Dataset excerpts
__________

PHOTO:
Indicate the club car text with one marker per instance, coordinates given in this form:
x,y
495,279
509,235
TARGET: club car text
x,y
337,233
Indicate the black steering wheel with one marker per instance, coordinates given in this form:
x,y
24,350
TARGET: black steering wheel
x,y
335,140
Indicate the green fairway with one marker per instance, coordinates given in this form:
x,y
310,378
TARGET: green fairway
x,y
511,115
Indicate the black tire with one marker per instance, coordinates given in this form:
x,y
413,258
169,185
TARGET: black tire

__________

What the task asks: Go line by line through the records above and copy each one containing "tire".

Response for this exercise:
Indicate the black tire with one marker per instance, coordinates given in this form:
TARGET: black tire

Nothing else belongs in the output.